Show each line of the records below that contains the word "white", copied in full.
#### Dataset rows
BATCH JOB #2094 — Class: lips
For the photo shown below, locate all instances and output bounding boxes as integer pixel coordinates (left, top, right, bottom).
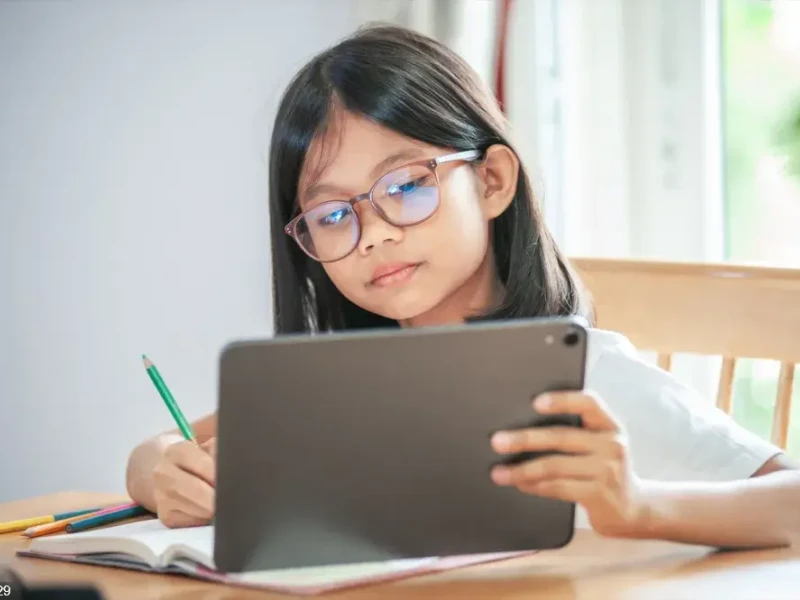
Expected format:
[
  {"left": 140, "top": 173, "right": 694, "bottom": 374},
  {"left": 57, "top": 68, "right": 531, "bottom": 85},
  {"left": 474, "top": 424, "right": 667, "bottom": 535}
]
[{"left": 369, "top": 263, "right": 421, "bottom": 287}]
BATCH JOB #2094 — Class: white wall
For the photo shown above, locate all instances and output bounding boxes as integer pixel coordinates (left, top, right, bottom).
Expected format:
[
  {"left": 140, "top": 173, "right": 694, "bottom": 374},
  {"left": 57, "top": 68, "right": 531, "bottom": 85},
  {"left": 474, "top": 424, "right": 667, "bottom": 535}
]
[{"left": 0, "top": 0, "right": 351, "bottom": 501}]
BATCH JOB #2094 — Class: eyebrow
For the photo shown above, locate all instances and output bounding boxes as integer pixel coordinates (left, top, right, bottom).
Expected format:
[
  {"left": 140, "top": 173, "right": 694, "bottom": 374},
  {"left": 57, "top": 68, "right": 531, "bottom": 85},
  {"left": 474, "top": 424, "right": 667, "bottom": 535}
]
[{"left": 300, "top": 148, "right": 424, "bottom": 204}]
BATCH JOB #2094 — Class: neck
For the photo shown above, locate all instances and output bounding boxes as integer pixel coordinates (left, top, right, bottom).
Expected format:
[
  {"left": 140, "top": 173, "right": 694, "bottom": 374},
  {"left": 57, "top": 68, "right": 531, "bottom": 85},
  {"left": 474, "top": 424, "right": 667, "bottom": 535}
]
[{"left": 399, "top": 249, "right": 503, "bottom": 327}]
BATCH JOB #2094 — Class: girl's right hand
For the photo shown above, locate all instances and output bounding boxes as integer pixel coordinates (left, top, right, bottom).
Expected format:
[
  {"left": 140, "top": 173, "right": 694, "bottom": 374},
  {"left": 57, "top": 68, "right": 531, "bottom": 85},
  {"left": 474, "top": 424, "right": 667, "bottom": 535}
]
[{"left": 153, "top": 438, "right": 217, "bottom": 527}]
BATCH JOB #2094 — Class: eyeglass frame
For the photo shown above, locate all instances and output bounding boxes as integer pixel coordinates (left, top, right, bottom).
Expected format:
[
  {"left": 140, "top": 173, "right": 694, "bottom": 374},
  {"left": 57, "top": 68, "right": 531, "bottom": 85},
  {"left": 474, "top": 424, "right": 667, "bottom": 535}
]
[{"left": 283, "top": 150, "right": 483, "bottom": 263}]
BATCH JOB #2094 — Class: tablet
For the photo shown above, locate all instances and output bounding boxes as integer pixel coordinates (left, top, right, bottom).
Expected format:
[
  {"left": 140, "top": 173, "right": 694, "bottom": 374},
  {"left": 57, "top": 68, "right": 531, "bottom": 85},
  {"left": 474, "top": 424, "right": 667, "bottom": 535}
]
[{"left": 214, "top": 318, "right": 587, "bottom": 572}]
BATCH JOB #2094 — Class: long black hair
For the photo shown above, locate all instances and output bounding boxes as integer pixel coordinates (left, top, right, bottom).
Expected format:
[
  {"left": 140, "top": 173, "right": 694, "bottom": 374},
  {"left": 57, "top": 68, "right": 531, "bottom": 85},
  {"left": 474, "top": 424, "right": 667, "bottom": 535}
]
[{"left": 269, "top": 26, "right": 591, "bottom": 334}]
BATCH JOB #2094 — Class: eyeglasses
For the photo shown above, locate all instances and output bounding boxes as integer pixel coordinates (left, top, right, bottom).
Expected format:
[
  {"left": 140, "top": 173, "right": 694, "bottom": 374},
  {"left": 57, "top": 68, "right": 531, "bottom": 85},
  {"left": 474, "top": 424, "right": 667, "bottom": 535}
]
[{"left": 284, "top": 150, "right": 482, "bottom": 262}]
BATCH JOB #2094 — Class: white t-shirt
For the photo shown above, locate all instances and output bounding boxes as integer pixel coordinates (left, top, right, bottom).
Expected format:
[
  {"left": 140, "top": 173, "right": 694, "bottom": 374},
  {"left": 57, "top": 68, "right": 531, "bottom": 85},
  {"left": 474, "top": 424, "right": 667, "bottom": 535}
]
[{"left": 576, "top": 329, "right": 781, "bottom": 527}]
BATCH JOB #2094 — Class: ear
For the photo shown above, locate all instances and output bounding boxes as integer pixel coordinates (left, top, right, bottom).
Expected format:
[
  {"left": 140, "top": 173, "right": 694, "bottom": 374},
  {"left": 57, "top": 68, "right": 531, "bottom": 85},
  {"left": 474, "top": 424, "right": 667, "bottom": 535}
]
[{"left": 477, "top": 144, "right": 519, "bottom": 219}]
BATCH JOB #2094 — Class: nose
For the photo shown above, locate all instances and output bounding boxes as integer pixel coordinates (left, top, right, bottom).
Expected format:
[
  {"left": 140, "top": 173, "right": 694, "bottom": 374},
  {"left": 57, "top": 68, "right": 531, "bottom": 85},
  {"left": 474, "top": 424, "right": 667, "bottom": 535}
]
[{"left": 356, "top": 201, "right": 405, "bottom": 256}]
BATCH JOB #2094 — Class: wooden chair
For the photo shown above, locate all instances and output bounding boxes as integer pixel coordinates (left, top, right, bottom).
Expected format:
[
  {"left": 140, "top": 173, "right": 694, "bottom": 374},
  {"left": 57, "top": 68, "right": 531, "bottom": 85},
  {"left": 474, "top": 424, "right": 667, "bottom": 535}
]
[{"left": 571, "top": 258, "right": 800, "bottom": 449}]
########
(Correct answer):
BATCH JOB #2094 — Class: white wall
BATCH JOB #2094 — Class: white t-shirt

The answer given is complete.